▶ **REQUEST**
Reproduce without changes the part of the items below that opens with the line containing "For this challenge, identify the sky" and closes with the line containing "point(137, 56)", including both of those lines.

▶ **MATERIAL SUPPLIED**

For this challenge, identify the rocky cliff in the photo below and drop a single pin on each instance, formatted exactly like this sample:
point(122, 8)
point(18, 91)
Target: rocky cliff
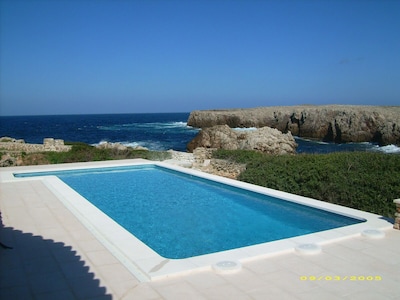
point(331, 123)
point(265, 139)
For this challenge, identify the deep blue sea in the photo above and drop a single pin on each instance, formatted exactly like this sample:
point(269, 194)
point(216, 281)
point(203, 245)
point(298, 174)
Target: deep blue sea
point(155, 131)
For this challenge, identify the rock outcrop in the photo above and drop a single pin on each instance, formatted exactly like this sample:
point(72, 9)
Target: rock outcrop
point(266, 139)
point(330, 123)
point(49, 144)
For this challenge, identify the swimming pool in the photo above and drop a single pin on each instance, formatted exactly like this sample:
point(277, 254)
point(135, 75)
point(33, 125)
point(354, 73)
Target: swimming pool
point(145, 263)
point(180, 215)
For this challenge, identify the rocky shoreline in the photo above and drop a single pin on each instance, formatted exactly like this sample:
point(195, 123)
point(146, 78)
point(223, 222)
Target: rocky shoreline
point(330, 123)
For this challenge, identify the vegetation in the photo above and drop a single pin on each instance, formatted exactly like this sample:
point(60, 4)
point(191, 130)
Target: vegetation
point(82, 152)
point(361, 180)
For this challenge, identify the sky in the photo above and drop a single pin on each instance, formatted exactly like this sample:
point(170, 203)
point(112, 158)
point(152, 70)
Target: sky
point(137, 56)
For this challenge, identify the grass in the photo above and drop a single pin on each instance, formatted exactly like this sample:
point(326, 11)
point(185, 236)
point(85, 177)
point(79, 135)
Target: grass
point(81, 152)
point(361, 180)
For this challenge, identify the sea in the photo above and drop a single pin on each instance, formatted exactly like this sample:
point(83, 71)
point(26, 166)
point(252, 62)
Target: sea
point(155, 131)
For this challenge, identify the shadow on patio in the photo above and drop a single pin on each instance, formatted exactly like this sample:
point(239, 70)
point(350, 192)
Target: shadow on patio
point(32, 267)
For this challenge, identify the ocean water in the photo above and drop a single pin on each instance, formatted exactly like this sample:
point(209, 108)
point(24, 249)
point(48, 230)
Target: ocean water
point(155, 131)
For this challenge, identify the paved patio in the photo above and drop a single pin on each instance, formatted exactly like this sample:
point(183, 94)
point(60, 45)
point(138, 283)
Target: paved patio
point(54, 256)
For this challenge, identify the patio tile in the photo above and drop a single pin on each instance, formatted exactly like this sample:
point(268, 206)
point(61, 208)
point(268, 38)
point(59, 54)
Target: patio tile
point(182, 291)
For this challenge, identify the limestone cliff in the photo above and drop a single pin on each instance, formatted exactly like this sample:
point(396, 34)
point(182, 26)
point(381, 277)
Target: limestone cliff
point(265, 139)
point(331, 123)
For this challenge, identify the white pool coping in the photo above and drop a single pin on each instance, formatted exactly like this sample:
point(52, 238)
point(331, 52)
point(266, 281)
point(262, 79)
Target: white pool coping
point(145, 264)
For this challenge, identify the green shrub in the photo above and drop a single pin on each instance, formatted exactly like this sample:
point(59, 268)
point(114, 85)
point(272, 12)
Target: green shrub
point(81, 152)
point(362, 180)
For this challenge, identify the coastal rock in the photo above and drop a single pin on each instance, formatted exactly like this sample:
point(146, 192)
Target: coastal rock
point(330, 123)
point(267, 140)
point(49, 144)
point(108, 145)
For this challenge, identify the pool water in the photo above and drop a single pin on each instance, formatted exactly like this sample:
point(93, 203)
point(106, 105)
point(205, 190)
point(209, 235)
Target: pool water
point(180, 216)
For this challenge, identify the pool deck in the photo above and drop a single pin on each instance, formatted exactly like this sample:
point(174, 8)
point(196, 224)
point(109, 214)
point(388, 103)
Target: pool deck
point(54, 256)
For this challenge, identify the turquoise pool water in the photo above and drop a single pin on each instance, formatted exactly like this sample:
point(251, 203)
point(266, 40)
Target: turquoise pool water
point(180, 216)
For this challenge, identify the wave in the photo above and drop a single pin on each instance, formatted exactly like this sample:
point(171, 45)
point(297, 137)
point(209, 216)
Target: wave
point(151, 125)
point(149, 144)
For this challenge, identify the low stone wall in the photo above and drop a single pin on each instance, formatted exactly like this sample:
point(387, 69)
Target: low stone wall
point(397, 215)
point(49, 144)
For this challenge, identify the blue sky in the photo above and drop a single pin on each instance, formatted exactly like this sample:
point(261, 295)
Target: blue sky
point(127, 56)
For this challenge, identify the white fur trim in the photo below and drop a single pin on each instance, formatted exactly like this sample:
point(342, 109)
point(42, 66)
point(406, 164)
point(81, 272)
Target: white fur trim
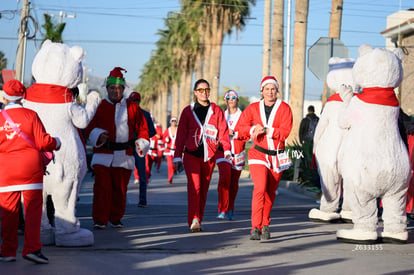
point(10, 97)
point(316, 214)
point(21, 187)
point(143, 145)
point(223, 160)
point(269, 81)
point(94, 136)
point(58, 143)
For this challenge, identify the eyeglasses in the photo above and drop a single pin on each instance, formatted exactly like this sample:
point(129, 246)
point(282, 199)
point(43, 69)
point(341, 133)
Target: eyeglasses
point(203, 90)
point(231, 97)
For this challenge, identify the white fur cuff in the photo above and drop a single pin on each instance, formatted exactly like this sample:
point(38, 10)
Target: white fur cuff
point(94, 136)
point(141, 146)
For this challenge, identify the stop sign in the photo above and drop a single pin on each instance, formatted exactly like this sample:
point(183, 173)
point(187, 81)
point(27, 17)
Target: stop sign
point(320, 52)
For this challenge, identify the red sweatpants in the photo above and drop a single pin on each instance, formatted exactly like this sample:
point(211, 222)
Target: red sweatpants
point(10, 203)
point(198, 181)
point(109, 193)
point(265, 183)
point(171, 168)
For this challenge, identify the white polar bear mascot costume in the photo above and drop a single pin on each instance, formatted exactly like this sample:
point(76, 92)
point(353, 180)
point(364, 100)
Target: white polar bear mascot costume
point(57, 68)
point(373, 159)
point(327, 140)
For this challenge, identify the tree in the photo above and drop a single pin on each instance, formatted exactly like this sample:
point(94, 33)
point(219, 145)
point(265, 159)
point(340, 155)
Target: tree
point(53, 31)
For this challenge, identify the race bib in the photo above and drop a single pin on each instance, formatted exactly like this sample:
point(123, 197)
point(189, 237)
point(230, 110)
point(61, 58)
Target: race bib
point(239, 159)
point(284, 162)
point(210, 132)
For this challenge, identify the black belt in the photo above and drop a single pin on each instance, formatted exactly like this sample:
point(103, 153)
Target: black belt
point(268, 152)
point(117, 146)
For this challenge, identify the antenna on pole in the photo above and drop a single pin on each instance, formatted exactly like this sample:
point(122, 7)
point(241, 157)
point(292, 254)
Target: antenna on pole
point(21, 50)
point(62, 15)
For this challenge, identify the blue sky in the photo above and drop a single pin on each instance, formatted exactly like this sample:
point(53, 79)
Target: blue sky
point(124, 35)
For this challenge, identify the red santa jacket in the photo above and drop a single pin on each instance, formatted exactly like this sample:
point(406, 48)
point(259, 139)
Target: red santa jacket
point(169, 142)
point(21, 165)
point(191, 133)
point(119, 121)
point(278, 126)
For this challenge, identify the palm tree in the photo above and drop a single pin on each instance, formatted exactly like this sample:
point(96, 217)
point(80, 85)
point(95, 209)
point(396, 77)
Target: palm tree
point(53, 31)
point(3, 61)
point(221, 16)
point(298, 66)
---
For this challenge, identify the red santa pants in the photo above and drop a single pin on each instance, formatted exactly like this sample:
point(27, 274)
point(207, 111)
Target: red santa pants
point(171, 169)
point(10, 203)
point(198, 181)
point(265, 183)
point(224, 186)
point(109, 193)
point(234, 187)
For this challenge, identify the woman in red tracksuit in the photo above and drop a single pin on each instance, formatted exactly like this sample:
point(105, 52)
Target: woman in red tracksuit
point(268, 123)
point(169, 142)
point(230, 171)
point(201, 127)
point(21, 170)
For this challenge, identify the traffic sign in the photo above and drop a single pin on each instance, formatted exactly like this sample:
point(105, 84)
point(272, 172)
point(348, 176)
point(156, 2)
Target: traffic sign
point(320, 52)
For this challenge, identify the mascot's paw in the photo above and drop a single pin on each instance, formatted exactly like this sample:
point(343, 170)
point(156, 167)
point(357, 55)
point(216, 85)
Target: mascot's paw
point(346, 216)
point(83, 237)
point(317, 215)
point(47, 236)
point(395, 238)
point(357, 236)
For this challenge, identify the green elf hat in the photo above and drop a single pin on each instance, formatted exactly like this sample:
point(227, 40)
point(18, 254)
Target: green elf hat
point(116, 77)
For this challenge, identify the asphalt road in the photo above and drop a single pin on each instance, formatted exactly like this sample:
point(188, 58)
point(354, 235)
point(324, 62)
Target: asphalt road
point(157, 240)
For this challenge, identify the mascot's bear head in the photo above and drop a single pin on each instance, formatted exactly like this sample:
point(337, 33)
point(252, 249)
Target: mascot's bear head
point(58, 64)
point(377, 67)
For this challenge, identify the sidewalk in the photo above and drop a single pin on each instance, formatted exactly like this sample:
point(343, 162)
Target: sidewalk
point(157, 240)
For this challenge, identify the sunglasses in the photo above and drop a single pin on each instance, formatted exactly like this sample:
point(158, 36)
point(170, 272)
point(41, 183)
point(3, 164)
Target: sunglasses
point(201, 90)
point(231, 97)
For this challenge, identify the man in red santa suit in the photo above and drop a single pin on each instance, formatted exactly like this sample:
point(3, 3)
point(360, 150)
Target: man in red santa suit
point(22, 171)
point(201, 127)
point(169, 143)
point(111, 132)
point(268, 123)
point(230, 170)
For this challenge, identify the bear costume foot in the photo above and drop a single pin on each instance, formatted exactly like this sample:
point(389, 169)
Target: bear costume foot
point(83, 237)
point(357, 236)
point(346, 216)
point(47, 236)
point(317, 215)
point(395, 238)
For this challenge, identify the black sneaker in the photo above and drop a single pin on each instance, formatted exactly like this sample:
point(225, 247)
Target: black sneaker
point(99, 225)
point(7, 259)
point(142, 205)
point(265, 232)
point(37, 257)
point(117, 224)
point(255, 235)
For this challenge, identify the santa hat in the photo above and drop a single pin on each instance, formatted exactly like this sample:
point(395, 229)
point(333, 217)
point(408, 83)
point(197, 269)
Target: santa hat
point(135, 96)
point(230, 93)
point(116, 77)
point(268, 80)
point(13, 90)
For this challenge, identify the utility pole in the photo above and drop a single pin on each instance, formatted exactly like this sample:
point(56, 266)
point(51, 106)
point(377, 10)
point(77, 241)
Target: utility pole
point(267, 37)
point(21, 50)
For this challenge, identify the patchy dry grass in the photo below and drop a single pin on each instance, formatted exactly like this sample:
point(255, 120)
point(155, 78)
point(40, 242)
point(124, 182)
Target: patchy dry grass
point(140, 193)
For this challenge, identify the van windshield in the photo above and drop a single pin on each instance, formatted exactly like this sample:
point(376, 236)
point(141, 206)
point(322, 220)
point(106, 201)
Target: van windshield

▶ **RESULT OF THE EXERCISE**
For this challenge, identify the sky in the photo above and drop a single pin on each instance, formatted exactly like this sample:
point(170, 203)
point(112, 158)
point(152, 70)
Target: sky
point(137, 56)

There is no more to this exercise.